**WHAT IS EXPECTED:**
Every record here needs to be duplicated exactly.

[Opening SUPPLIED DATA section]

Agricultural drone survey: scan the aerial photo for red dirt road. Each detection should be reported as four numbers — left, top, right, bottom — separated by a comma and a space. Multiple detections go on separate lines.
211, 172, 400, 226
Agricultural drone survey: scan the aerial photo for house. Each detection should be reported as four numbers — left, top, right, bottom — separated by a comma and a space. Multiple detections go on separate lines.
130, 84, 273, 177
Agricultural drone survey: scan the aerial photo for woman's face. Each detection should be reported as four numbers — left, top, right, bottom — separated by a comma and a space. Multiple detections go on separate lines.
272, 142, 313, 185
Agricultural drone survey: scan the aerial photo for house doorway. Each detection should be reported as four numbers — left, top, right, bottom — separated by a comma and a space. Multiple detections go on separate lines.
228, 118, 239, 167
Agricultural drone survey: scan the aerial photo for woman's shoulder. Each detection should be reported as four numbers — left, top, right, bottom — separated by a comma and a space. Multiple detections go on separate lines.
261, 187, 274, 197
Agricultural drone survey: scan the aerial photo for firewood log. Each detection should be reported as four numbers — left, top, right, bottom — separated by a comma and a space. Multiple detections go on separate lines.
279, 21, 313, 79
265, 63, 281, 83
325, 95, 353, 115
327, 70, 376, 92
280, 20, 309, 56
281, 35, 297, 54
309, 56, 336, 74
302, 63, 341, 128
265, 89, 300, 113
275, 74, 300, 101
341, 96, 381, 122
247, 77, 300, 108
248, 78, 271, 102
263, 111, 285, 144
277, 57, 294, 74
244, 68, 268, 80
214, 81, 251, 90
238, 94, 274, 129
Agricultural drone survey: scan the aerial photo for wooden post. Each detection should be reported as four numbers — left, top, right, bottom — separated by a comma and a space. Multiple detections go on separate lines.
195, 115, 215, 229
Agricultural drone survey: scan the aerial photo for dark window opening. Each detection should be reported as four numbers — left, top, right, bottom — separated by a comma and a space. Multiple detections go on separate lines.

[Closing SUPPLIED DATA section]

**EXERCISE RESPONSE:**
Agricultural drone survey: scan the aerial photo for red dirt road. Each detection should be reported as four numbers — left, top, right, bottom — separated by a comma and a space. Multiple detections go on separate lines.
211, 172, 400, 226
Agricultural drone survey: scan the aerial photo for house. Each detection should be reported as four numbers — left, top, right, bottom — separated by a comma and a space. Multiple detections go on separate lines.
130, 84, 273, 177
Agricultural drone survey: scan the aerial photo for woman's face. Each detection should be reported as four numbers — left, top, right, bottom — separated by a comma and a space. Multiple detections go on separate lines.
272, 142, 313, 185
Agricultural drone survey: scan the aerial photo for house doorway. Each detection should be reported as four numbers — left, top, right, bottom — separated by a comma and a space. Multiple detections go on separate lines.
228, 118, 239, 167
Agricultural drone survey: scan the aerial photo for woman's shoulder. Each detection should be reported as four numbers — left, top, right, bottom — separated by a comma and a space. Multiple detections go on separate lines.
261, 187, 274, 197
Agricultural drone survey: scan the aerial photo for firewood log. Each detection should be reported as four numbers — left, top, right, bottom — separated by a comma and a space. Multiple detections go on separate lines.
279, 21, 313, 79
265, 63, 281, 83
325, 95, 353, 115
327, 70, 376, 92
280, 20, 309, 56
281, 35, 297, 54
309, 56, 336, 74
302, 63, 341, 128
265, 89, 300, 113
275, 74, 300, 101
341, 96, 381, 122
247, 77, 300, 108
248, 78, 271, 102
263, 111, 285, 144
277, 57, 294, 74
244, 68, 268, 80
214, 81, 251, 90
238, 94, 274, 129
Agricultural drone survey: scan the aerial photo for wooden post. Each detection should be reported as four numbers — left, top, right, bottom — separated by a comma and a space. Multiple detections go on separate lines.
195, 115, 215, 229
Agricultural drone survey: scan the aerial photo for dark window opening. Each detection should be reported as four numbers — left, top, right, bottom — separated by a comma and a space. Multiple detections go on separate lines.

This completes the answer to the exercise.